>> Start Extracted data

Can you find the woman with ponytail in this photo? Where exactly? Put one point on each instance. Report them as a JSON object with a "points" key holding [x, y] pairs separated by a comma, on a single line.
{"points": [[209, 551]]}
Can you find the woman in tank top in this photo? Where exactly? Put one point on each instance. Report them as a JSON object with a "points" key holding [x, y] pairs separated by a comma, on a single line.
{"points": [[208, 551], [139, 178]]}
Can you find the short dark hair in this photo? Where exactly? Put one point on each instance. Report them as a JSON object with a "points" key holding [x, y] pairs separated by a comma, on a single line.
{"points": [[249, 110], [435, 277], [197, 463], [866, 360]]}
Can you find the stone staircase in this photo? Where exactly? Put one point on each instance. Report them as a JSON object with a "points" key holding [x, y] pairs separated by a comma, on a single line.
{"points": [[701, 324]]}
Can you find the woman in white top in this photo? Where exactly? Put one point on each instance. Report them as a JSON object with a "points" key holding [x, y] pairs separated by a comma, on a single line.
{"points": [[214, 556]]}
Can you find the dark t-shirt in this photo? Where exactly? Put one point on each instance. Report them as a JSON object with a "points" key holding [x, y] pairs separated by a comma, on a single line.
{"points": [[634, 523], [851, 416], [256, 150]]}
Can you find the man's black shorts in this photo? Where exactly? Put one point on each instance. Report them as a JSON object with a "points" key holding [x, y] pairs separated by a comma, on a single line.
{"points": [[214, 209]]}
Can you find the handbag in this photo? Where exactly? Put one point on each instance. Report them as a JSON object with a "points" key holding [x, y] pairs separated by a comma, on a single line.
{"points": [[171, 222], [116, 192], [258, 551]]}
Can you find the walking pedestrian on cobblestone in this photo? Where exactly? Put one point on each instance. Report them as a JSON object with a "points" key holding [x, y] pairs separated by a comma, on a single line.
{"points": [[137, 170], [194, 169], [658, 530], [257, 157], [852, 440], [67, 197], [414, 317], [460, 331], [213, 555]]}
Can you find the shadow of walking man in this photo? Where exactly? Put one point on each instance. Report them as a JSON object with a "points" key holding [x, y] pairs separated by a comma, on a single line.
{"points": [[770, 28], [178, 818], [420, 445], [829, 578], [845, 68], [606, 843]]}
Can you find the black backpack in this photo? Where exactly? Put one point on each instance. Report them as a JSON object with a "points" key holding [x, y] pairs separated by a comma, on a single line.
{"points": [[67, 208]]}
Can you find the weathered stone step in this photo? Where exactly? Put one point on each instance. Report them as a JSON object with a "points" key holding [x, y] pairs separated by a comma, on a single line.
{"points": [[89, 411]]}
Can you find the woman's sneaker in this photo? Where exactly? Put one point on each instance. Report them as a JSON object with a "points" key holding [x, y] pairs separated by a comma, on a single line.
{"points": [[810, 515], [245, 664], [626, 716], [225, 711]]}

>> End Extracted data

Every line of the material must be returned exactly as it appears.

--- Response below ---
Can you find the woman with ponytail in this photo? Where exactly? Put one point on each instance. Report them as a JSON object with a "points" key holding [x, y] pairs separated by a comma, on a single line.
{"points": [[209, 551]]}
Can you find the woman in tank top in this photo? Where exactly? Put one point on each instance. Report them as a JSON object with a "points" key holding [x, y] pairs separated by a comma, on a single line.
{"points": [[208, 551], [139, 178]]}
Can you find the short dark hair in this photo? Where exactly? Put one point on each instance. Report them as a JSON object with a "points" key holding [x, y] pairs separated by a comma, on a single line.
{"points": [[249, 110], [435, 277], [197, 463], [866, 360]]}
Can you find the stone staircase in this photo? Where exactly? Put one point on each instance. Report them as a JSON object with a "points" key holding [x, y] pairs separated by a comma, on a single line.
{"points": [[701, 324]]}
Can you find the woman in white top in this photo? Where exactly? Put one point on each instance. Report them as a JSON object with a "points" key holding [x, y] pairs separated by a comma, on a single line.
{"points": [[214, 556]]}
Can you find the dark t-shirt in this photo? Where exactly? Put one point on each instance. Report them as a JSON object with a "points" key holding [x, y] pairs separated by a comma, on a single line.
{"points": [[634, 523], [851, 416], [256, 150]]}
Can you find the man's black shorts in this photo? Where exactly? Put one point on each instance. Report them as a JSON object with a "points" key holding [x, y] pairs separated by a comma, on a single line.
{"points": [[214, 209]]}
Can you find the handbag in this photo? Where exactly? Put one point on each instance. Report them as a JSON object with a "points" key holding [x, y] pairs separated by a comma, on a single line.
{"points": [[171, 222], [116, 192], [258, 551]]}
Can you find the walking pedestrian on cobblestone in this photo? Where exactly? Put one point on each instance. Report them as a JSON object with a "points" key holding [x, y] pairs separated by a comma, on a single line.
{"points": [[137, 170], [194, 169], [658, 530], [257, 157], [852, 440], [67, 197], [414, 317], [460, 331], [213, 555]]}
Can you find the shadow of walking man in this photo? Where exactly? Put one point on each instance. Report them as a JSON object with a "points" key holding [x, y] pairs separated by a comma, on a single line.
{"points": [[770, 28], [178, 818], [420, 445], [829, 578], [845, 68], [606, 843]]}
Can you find the black backpack in this photo? Where exactly? Put one point on each instance. Report them as a JSON object with a "points" key holding [x, y] pairs separated by a comma, on a single line.
{"points": [[67, 208]]}
Can you find the weathered stone step in this photo? Where exactly? Put one point on each instance. Report them as a JSON object with a "points" key holding [x, y] pairs separated by a comma, on a single line.
{"points": [[89, 411]]}
Can you find the woman's sneaker in this photo? Where exactly? Put one point on each instance. Report them as a JSON object with a "points" key holding [x, y] pairs separated by a comma, on a single line.
{"points": [[810, 515], [245, 664], [626, 716], [225, 711]]}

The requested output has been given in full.